[BEGIN Material]
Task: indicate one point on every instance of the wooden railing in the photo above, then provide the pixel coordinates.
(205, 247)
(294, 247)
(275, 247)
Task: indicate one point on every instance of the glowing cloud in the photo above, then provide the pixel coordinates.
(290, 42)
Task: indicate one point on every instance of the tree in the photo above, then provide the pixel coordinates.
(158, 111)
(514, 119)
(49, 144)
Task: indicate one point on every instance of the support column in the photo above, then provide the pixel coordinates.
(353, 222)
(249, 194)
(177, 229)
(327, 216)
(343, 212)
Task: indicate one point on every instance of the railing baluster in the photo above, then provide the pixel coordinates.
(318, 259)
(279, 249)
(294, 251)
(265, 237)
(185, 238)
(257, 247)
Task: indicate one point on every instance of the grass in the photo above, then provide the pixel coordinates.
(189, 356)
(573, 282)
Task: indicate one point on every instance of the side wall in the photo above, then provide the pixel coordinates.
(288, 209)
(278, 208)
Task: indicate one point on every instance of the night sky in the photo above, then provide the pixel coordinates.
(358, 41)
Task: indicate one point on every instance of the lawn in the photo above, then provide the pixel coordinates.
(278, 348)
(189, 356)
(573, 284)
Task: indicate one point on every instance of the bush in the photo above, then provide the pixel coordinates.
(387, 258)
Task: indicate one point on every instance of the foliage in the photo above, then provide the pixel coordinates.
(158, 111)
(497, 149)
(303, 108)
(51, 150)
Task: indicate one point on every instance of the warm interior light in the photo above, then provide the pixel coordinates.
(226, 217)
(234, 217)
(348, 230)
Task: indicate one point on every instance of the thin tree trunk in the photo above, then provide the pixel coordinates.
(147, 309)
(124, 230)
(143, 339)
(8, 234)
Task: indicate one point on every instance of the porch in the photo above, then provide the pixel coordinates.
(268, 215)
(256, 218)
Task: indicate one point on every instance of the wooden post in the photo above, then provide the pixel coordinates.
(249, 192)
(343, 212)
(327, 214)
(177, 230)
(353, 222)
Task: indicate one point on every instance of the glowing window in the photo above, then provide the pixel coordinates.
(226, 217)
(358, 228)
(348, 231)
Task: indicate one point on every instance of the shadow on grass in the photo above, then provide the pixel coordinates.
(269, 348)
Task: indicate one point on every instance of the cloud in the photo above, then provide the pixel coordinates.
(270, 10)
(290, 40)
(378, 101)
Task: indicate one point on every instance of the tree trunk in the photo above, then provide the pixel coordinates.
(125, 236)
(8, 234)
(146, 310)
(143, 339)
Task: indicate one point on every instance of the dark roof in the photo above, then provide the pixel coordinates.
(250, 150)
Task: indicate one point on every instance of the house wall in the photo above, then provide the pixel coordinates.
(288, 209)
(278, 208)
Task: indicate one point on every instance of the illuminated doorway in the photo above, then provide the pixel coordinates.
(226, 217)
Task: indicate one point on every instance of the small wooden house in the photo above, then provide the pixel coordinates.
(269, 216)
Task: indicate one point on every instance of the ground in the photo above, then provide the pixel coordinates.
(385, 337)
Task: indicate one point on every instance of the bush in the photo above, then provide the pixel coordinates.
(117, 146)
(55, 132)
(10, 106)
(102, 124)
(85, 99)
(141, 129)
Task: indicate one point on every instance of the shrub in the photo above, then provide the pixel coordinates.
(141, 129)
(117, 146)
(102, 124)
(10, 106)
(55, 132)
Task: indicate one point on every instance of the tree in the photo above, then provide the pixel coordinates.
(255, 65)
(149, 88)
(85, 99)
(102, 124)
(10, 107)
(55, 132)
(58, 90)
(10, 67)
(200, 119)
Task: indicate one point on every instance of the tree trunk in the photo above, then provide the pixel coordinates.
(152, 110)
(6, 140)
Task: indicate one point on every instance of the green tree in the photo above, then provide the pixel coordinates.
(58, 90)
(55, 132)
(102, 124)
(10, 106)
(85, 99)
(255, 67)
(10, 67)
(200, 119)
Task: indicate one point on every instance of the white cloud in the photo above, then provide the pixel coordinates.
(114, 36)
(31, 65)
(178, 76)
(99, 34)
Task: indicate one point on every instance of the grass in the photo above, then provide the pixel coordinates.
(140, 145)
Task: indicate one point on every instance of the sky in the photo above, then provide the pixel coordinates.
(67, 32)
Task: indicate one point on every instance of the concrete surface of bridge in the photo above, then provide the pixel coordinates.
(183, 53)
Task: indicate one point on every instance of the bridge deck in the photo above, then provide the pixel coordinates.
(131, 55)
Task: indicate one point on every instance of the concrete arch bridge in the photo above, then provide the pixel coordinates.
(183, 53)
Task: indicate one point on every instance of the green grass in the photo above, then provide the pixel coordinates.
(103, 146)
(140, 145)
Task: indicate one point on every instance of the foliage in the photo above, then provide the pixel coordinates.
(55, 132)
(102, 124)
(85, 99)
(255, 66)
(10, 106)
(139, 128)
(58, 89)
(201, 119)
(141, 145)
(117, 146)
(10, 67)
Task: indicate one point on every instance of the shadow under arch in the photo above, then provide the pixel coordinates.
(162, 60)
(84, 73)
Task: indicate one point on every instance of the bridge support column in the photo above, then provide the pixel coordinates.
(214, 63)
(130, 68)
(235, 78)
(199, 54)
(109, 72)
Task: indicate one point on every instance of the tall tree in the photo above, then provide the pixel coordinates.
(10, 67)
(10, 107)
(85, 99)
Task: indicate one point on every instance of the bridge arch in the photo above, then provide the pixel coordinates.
[END Material]
Aim of the task
Write out exactly the final stretch of the records: the line containing "the concrete surface" and every line after it, through the last, and nothing else.

Solution to this exercise
Task: indicate one point on every instance of the concrete surface of bridge in the photo above, then provide the pixel coordinates.
(183, 53)
Task: indicate one point on every instance of the bridge deck in the photo above, then provide the pixel coordinates.
(131, 55)
Task: indicate one point on every instance of the concrete arch bridge in the photo above, then provide the pixel coordinates.
(183, 53)
Task: indicate one point on every instance of the green grass in the photo above, then provide the pixel coordinates.
(103, 146)
(140, 145)
Task: indicate one point on every instance of the foliage in the photo above, then provide the pixel coordinates.
(55, 132)
(102, 124)
(85, 99)
(255, 66)
(10, 106)
(139, 128)
(58, 89)
(201, 119)
(141, 145)
(117, 146)
(10, 67)
Task: indicate one point on every instance of the shadow under arch in the photo above, then provide the pixel coordinates.
(162, 60)
(84, 73)
Task: indicate one point on every instance of the bridge support column in the photo above, then provide the pixel coordinates.
(214, 63)
(130, 68)
(235, 78)
(199, 54)
(109, 72)
Task: indicate one point on every instance of the tall tree in the photo above, then provide the pixel coordinates.
(10, 67)
(10, 107)
(85, 99)
Task: indicate one point on every instance of the bridge arch in the photo above, then provide the pixel coordinates.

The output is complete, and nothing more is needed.